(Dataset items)

::::

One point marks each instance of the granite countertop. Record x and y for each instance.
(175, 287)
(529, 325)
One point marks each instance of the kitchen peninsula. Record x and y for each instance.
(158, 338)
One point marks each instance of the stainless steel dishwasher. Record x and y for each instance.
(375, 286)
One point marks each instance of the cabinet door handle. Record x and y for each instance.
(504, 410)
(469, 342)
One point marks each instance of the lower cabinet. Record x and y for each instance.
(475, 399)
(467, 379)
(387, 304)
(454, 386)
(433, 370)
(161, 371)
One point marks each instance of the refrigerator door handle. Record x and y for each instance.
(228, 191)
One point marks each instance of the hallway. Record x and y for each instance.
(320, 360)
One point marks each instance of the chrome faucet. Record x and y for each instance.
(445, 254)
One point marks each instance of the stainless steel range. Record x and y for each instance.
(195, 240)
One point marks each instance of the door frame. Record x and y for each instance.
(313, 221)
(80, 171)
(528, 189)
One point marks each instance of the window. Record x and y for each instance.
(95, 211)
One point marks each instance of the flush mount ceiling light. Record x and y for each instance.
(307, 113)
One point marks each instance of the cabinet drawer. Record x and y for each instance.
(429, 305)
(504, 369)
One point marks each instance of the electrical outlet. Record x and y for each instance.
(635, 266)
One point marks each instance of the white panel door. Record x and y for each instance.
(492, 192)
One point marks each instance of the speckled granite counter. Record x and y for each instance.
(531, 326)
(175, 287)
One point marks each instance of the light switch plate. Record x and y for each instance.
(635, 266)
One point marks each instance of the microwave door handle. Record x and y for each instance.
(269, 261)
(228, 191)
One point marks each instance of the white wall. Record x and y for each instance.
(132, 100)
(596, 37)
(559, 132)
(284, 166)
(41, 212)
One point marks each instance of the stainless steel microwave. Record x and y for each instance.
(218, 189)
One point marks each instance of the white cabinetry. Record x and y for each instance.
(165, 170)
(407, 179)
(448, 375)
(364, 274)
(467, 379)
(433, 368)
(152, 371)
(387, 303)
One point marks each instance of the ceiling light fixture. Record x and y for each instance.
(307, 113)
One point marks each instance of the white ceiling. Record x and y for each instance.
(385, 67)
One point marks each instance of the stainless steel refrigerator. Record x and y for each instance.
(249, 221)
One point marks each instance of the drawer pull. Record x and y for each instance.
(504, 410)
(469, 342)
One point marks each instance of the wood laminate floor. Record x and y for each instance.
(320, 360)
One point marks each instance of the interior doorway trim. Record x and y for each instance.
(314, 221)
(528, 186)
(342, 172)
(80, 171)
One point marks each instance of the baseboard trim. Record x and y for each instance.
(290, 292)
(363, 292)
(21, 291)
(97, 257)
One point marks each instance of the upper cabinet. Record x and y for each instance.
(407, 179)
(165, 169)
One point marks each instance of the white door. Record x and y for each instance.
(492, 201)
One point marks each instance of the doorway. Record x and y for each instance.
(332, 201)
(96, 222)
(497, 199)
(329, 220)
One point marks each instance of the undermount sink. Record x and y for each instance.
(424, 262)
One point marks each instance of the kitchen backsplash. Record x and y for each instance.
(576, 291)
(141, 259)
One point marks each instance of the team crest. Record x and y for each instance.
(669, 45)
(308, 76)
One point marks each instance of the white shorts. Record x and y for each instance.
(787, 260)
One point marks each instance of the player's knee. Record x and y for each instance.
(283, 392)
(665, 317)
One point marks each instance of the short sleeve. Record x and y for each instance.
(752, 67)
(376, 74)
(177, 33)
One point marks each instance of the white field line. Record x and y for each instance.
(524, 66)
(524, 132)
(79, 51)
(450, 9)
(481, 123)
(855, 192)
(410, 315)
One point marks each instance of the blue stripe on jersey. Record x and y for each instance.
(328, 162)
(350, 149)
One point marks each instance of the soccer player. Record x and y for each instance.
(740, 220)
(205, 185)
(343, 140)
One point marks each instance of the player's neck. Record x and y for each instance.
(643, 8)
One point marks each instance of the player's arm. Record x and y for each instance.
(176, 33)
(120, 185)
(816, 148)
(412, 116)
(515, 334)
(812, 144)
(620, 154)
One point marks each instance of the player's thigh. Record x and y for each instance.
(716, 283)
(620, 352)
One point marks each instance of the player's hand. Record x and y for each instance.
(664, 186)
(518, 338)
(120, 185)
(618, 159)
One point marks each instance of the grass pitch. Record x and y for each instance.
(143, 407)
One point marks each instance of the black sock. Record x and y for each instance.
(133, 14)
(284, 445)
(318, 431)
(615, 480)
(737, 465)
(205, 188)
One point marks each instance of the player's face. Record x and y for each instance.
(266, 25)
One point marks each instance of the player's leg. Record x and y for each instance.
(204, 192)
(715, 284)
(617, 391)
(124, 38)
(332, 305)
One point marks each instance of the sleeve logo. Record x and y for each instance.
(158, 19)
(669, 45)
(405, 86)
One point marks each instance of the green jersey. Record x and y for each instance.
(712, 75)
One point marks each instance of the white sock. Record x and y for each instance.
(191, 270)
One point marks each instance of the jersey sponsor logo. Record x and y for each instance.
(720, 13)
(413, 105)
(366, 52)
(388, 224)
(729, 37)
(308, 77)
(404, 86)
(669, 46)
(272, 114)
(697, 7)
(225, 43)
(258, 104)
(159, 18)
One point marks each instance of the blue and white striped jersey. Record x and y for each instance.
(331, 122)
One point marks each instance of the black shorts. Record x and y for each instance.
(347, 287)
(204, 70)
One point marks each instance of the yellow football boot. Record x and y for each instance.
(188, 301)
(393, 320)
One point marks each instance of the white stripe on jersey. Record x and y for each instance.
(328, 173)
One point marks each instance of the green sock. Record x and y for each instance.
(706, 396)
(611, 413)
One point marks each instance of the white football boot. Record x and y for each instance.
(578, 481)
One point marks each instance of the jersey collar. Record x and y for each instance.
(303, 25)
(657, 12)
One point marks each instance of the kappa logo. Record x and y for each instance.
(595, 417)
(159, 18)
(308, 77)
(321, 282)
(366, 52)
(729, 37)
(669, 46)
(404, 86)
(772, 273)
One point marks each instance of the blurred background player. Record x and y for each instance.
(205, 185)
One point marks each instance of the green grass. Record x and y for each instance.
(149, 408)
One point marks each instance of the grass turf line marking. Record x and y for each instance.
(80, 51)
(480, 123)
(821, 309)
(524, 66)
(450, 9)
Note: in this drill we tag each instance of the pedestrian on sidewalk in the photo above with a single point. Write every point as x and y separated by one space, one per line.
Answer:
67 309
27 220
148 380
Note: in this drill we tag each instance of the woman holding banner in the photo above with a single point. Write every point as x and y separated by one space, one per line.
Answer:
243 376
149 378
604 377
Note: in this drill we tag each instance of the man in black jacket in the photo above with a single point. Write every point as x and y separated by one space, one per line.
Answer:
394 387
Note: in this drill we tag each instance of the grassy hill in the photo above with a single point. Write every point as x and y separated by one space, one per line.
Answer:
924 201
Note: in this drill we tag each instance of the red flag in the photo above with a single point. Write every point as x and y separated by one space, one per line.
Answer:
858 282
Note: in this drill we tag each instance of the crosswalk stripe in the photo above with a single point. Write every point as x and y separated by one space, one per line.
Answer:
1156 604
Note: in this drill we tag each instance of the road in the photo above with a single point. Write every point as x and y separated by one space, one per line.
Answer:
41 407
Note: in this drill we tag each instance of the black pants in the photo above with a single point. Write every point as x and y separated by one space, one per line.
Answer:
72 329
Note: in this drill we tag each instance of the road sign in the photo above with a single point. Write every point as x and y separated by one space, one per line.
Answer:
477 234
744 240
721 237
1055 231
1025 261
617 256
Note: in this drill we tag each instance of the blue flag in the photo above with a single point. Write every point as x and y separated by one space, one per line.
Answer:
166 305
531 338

::::

→ **TASK ITEM**: Determine the number of lines in the data that contain "flag" as a word or string, and state only that number.

→ **RESPONSE TO THE TASK**: 2